▸ **PROBLEMS AND TASKS**:
#1 Check each statement against the Halloween song list and answer yes or no, quoting the words from the list that decide it.
(a) "Cops and Robbers" came out in 2008.
(b) "Cops and Robbers" appears as number 4 on the list.
(c) The list mentions getting sick on fun-sized candy.
#2 Carry the Halloween song list forward from its last line.

If you like this song, you might enjoy: “The Wolf” by SIAMES, “Blame” by Bastille and “Dr. Suess” by Ski Mask The Slump God.

5. “Cops and Robbers” by The Hoosiers

Trick or Treat? How about “Cops and Robbers! One element to Halloween that can often be forgotten as generations grow older is how playful and simple this holiday is at face value. With the whimsical flair that most of The Hoosier’s discography has, listeners can get blasted with the sense of nostalgia this time brings about. School dances, scaring siblings and family with costumes and getting far too sick on fun-sized candy all come to mind. Not to mention that this song was released in 2008, so it was influenced by the time period that many current college students grew up in.

If you like this song, you might enjoy: “Goodbye Mr A” by The Hoosiers, “Wine Red” by The Hush Sound and “Immaculate Deception” by 35mm: A Musical Exhibition (Original Cast Recording).

▸ **RECORD EXTRACTS**:
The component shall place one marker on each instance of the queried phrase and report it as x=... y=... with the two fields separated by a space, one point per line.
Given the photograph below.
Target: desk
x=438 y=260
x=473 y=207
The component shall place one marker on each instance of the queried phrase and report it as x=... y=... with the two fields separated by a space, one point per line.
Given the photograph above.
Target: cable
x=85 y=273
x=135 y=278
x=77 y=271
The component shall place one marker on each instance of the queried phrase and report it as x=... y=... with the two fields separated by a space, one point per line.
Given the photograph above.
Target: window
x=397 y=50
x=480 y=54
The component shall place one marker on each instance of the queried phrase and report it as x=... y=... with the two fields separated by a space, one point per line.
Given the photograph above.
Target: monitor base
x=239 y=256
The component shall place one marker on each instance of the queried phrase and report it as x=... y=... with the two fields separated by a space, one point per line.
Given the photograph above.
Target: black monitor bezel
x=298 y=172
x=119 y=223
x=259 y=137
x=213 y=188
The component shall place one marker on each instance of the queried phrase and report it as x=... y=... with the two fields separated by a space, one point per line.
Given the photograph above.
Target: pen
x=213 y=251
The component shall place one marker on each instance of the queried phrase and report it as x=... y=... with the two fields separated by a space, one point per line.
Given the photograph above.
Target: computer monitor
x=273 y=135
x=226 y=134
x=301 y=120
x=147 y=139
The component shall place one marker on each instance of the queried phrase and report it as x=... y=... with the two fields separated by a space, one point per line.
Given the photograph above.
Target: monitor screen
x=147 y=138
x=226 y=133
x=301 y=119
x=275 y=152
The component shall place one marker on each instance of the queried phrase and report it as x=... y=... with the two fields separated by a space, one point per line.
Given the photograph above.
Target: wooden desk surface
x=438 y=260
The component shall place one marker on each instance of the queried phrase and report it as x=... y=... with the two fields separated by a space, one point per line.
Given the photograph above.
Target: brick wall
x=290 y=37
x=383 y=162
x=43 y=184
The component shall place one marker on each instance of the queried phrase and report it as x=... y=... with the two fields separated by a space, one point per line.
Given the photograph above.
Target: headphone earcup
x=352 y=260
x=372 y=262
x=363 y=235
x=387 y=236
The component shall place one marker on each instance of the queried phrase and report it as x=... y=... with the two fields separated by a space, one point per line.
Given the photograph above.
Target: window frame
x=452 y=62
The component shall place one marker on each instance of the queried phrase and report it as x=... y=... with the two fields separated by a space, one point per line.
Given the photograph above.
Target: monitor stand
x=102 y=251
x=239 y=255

▸ **REPLIES**:
#1
(a) Yes: "this song was released in 2008"
(b) No: "5. “Cops and Robbers” by The Hoosiers"
(c) Yes: "getting far too sick on fun-sized candy"

#2
6. “Bloody Mary by Lady Gaga

An underrated hit by the accomplished singer, this song from her 2011 album “Born This Way” still holds up a decade later. The chilling backing vocals are almost hidden on the first listen, making you want to hit repeat again and again. In addition, she throws in references to well-known figures as well as sentences in French, which could be overlooked or misinterpreted by casual listeners. Of course, the early 2010s can clearly be heard and recognized throughout the song’s production style, making it fun despite its eerie lyrics.

If you like this song, you might enjoy: “Monster” by Lady Gaga, “The Mighty Fall” by Fall Out Boy ft. Big Sean and “Valley of the Dolls” by MARINA.

7. “Zombieby DAY6

With the constant changes that come with a season like autumn, the song “Zombie” perfectly reflects the experience of seeing improvement in the world while you yourself feel stagnant. A smooth backing with heart wrenching lyrics mesh excellently with one another to conjure a sense of comforting dread for the listener. Although you might not have had the same experiences as the band DAY6, the low bass and synth can help you manifest a picture of yourself in a similar scenario. The song comes in both the original (Korean) and an English version.

If you like this song, you might enjoy: “MY FACE” by VERIVERY, “Moscow Moscow” by ONF and “Twilight” by ONEUS.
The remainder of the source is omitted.